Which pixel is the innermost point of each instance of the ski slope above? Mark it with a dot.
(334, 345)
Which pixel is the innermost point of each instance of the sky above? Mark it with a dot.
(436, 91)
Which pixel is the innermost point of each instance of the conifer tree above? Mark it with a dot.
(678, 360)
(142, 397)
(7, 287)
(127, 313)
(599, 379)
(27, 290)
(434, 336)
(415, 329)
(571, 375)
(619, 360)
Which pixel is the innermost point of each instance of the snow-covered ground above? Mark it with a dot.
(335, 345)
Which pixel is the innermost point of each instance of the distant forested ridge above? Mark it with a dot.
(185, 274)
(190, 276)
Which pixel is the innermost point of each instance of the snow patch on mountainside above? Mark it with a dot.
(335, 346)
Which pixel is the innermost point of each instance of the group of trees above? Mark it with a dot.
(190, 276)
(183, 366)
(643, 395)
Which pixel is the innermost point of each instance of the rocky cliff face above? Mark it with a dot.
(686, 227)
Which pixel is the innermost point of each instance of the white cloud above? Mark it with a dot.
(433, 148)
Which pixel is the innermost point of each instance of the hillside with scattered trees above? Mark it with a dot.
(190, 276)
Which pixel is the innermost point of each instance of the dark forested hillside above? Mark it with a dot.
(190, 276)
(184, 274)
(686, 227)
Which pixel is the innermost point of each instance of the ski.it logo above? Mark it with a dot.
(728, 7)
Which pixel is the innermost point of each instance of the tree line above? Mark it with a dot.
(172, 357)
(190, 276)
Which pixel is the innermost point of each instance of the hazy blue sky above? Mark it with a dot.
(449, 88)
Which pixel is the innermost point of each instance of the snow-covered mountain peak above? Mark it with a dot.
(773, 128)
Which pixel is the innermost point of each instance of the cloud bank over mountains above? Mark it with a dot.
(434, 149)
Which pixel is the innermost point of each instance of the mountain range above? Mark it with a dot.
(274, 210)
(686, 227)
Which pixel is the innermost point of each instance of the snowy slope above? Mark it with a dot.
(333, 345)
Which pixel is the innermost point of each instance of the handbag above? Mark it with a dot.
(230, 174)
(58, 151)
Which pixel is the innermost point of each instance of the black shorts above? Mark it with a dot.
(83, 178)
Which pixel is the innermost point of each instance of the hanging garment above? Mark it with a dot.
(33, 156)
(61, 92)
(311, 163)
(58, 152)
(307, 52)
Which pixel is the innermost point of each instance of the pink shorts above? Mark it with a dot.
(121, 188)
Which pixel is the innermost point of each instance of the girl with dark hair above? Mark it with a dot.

→ **REQUEST**
From the line with "black shorts above? Mark it with a dot." through the end of the material, swap "hanging garment" for "hanging dress" and reproduce those lines with everything else left unchanged.

→ **OUTPUT BELOW**
Which pixel is the innermost point of each instance of the black shorts above? Mark it with a dot.
(83, 178)
Which pixel is the innermost point of each instance of the hanging dress above? Mark it with a dot.
(33, 156)
(61, 92)
(311, 163)
(58, 152)
(307, 52)
Which pixel is the innermost point of each instance of the pink shorts above? Mark it with a dot.
(121, 188)
Which pixel is the innermost point of each instance of the girl with dark hair above? Mark it with a dot.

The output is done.